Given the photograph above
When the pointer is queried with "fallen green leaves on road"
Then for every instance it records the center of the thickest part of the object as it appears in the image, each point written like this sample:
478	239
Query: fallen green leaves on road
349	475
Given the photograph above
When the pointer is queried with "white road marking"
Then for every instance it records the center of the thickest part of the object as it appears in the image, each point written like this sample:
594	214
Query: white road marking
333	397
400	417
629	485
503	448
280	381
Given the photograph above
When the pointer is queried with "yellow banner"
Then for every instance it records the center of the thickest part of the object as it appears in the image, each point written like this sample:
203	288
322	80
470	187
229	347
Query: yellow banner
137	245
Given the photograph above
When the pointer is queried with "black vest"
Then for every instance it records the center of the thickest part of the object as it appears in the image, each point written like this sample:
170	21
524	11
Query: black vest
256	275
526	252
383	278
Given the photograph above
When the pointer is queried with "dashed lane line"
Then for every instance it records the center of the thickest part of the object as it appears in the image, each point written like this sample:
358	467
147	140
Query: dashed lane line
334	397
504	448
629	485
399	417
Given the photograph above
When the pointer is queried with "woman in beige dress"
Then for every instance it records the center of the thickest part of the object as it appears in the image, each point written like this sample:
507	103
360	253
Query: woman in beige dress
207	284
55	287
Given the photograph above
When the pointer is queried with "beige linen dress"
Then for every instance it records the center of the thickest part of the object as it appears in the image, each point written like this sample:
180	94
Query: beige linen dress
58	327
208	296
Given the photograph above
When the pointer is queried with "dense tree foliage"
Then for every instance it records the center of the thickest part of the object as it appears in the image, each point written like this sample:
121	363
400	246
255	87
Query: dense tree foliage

### WHAT YOU HAVE TO DO
If a line in the records above contains "dense", copy that line.

### SOLUTION BELOW
When the pointer is queried with "dense tree foliage"
Query: dense tree foliage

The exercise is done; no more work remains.